Texto extraído:
....
Opinião

A “ceia dos cachorros” e a “tarefa”, costumes que, por culpa do progresso e da carestia, já não existem mais

Redação DM

Publicado em 10 de julho de 2015 às 23:13 | Atualizado há 10 anos

Certa ocasião, num mês de junho qualquer – eu era menino de calça curta – assisti a uma inusitada cena na casa de meu padrinho Otavinho: estenderam um couro de boi no terreiro e espalharam grande quantidade de carne, suculenta ossada e boa comida. Depois, as pessoas se afastaram para não “constranger” os convidados do banquete: os cachorros. Alguém estava ali pagando uma promessa a São Lázaro.

O “Dia de São Lázaro”, protetor dos leprosos, não se comemorava com as rezas, terços e benditos, em paga de promessa por graças recebidas, pois os grandes homenageados eram os cachorros. Segundo a parábola contada pelo evangelista Lucas, havia um homem rico que se vestia de púrpura e linho finíssimo, e que todos os dias se banqueteava e se regalava. Havia também um mendigo, por nome Lázaro, todo coberto de chagas, sempre deitado à porta do rico. E avidamente matava a fome com as migalhas que caíam da mesa do abastado, e os cães iam lamber-lhe as chagas para atenuar o sofrimento pelas coceiras.

Este mendigo, chamado Lázaro (que não deve ser confundido com o Lázaro de Betânia, irmão de Marta e Maria, ressuscitado por Jesus), é o único personagem que possui nome próprio em todas as quarenta parábolas de Jesus. Por causa disso, muitos teólogos e estudiosos supõem que ele realmente tenha existido. A tradição da Igreja Católica venera-o como santo protetor dos males da lepra e padroeiro dos mendigos, celebrando sua festa em 21 de junho.

Alguns usam a parábola de Jesus sobre o “homem rico e Lázaro”, para provar que o tormento que espera o pecador após a morte é um inferno de fogo. Na verdade, a ameaça de um inferno no além é também uma espécie de freio às más ações.

O “homem rico” caracterizaria os fariseus, e o “seio de Abraão” é o lugar de honra no banquete presidido pelo pai dos crentes, negado ao homem rico, mas admitido ao pobre Lázaro. As mortes do homem rico e de Lázaro – igualmente simbólicas – representariam um aceno para mudanças no comportamento das pessoas.

Contudo, menciona-se também aqui a interpretação aceita por grande parte do ramo evangélico do cristianismo, em que, na verdade, esta não seria uma parábola, mas uma história real sobre um acontecimento com personagens reais.
....
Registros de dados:
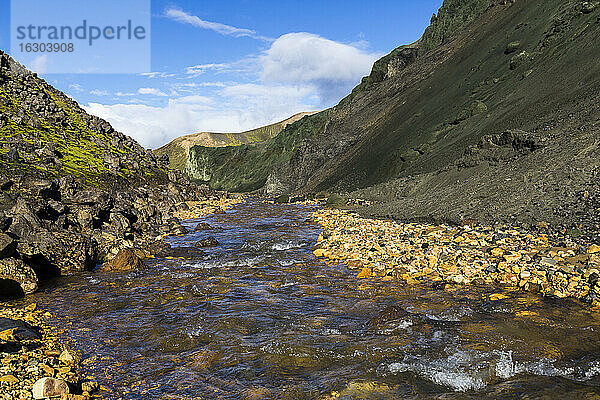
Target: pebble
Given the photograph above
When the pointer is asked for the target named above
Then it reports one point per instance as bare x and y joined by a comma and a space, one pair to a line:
28, 370
410, 253
199, 209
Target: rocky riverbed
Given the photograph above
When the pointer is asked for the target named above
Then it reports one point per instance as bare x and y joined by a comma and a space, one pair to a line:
36, 361
33, 351
412, 253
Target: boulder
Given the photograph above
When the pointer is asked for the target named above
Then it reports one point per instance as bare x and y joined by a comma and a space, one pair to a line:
203, 226
5, 222
68, 251
14, 272
22, 329
7, 246
70, 357
125, 260
45, 388
207, 242
23, 210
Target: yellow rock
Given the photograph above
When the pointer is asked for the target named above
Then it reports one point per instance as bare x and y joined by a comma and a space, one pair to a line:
593, 249
498, 296
7, 334
10, 379
525, 314
497, 252
512, 257
319, 253
365, 273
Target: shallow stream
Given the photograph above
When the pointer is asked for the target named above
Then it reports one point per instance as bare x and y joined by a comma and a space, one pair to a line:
259, 317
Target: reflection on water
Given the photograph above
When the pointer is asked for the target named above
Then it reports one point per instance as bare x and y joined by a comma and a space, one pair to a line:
259, 317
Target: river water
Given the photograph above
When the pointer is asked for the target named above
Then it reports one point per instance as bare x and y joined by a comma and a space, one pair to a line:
259, 317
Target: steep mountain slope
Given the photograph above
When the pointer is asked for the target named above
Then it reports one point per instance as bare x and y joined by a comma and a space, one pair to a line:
246, 167
74, 192
178, 149
492, 115
45, 133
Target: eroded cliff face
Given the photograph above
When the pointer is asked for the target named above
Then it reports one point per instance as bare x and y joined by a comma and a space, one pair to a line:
44, 132
410, 135
413, 141
178, 149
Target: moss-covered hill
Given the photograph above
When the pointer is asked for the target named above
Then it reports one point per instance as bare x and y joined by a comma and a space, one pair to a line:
45, 133
246, 167
178, 149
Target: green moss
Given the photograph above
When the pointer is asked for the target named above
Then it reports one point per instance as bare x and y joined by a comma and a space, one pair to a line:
82, 149
245, 168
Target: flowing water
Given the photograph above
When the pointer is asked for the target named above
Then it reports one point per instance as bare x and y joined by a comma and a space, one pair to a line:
259, 317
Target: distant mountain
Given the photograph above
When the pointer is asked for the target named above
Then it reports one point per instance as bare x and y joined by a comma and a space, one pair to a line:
492, 115
177, 150
73, 191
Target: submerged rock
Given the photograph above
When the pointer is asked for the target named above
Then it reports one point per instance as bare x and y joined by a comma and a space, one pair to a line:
125, 260
207, 242
203, 226
49, 387
15, 275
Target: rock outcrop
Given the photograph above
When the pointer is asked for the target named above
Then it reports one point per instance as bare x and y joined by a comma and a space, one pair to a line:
177, 150
73, 191
418, 136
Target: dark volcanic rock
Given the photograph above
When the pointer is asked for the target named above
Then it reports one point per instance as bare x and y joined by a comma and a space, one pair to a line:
207, 242
67, 251
203, 226
125, 260
24, 331
7, 246
13, 270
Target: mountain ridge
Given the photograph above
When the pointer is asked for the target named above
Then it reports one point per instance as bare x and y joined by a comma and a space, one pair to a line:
177, 150
514, 69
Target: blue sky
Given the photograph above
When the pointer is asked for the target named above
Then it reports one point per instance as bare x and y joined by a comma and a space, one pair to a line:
235, 65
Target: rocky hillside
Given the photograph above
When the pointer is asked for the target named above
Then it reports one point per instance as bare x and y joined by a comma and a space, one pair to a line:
246, 168
491, 116
178, 149
73, 191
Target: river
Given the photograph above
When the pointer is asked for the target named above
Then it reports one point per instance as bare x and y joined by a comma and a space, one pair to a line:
258, 316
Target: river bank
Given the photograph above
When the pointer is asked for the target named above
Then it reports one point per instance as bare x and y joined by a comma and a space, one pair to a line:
412, 253
31, 350
33, 347
256, 315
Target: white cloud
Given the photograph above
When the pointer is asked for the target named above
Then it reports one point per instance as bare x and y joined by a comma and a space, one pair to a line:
228, 30
98, 92
152, 91
153, 75
333, 68
299, 72
77, 88
240, 108
39, 64
243, 66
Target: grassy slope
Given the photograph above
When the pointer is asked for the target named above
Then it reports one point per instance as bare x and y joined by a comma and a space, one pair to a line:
82, 147
178, 149
452, 16
474, 92
246, 167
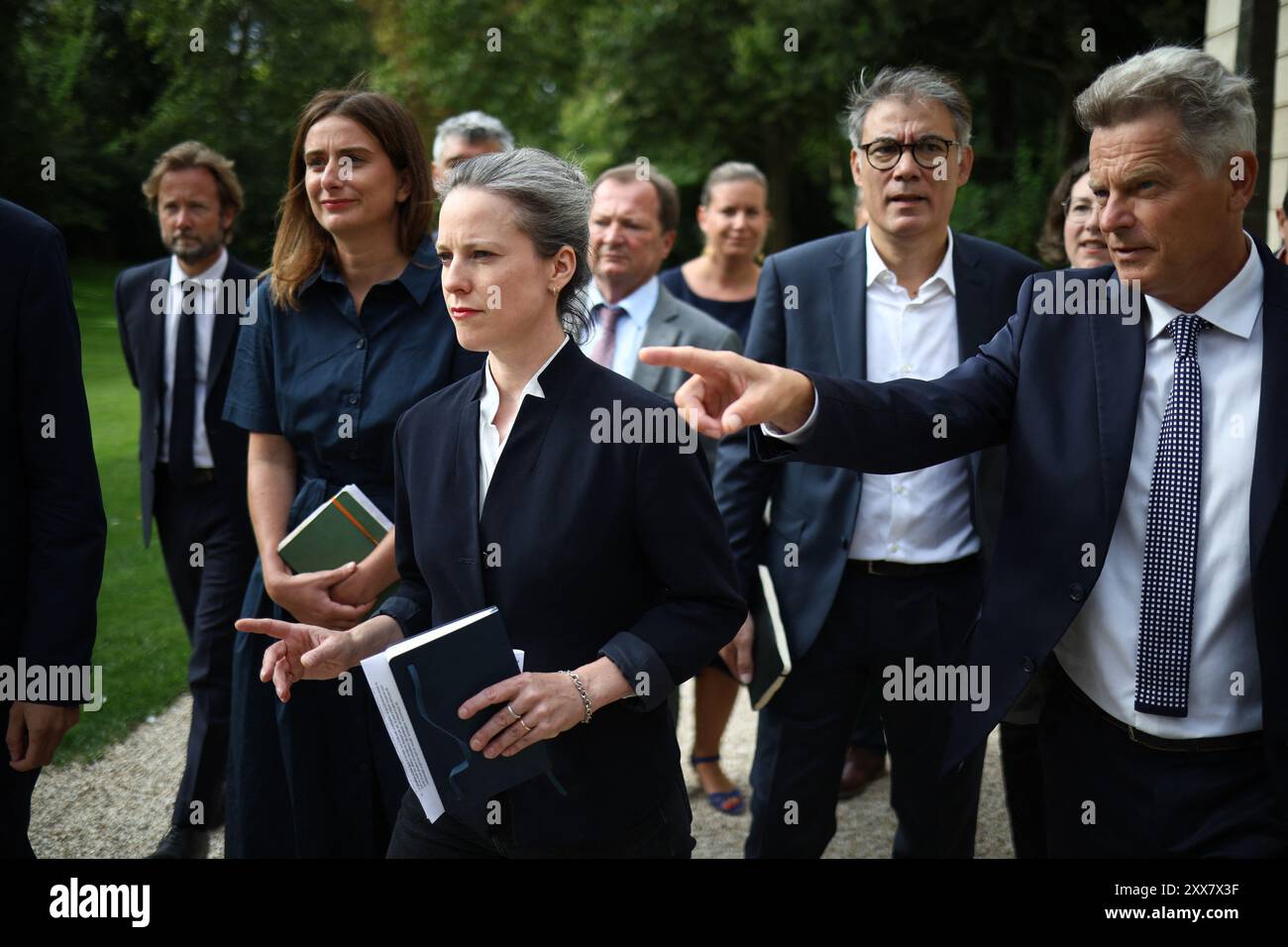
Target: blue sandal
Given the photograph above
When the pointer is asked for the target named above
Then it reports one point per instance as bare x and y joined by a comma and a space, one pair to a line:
729, 802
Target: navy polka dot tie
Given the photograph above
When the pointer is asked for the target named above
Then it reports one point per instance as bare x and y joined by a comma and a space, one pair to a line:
1171, 536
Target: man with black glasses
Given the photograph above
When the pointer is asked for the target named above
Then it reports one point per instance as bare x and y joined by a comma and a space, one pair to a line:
874, 573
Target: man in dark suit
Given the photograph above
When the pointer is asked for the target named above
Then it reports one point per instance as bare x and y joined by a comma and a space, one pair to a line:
51, 508
632, 226
179, 318
1142, 539
870, 570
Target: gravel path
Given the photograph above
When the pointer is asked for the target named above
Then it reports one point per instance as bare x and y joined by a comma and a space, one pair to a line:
120, 805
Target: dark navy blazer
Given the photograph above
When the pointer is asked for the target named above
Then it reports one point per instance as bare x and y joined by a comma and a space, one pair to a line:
1061, 392
143, 343
822, 328
52, 526
610, 549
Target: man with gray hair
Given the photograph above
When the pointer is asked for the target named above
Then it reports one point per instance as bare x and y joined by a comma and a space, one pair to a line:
1144, 536
463, 137
871, 571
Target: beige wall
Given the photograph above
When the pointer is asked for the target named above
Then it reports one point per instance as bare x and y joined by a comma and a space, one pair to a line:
1222, 33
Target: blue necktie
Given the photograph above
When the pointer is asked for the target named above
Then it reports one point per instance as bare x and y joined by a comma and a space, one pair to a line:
1171, 536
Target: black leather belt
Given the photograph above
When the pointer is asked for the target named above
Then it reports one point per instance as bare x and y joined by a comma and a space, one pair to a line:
1235, 741
907, 570
200, 475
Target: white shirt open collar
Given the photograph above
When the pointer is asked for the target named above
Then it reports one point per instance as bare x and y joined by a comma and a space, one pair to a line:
877, 266
1234, 308
492, 394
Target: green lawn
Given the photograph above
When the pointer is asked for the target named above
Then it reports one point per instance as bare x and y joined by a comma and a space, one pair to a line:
....
Tarefas obrigatórias:
a) Indique se cada afirmação a seguir está de acordo com o texto sobre São Lázaro. Responda sim ou não e cite literalmente as palavras do texto que decidem a questão. (i) A festa de São Lázaro é celebrada em 21 de junho. (ii) O mendigo Lázaro da parábola é o mesmo Lázaro de Betânia, irmão de Marta e Maria. (iii) No Dia de São Lázaro, os grandes homenageados eram os cachorros.
b) Transcreva do texto sobre São Lázaro o trecho que começa em "Certa ocasião, num" e termina em "a São Lázaro.", incluindo essas palavras.

Lista de respostas:
a)
(i) Sim: "celebrando sua festa em 21 de junho".
(ii) Não: "que não deve ser confundido com o Lázaro de Betânia, irmão de Marta e Maria, ressuscitado por Jesus".
(iii) Sim: "pois os grandes homenageados eram os cachorros".

b)
Certa ocasião, num mês de junho qualquer – eu era menino de calça curta – assisti a uma inusitada cena na casa de meu padrinho Otavinho: estenderam um couro de boi no terreiro e espalharam grande quantidade de carne, suculenta ossada e boa comida. Depois, as pessoas se afastaram para não “constranger” os convidados do banquete: os cachorros. Alguém estava ali pagando uma promessa a São Lázaro.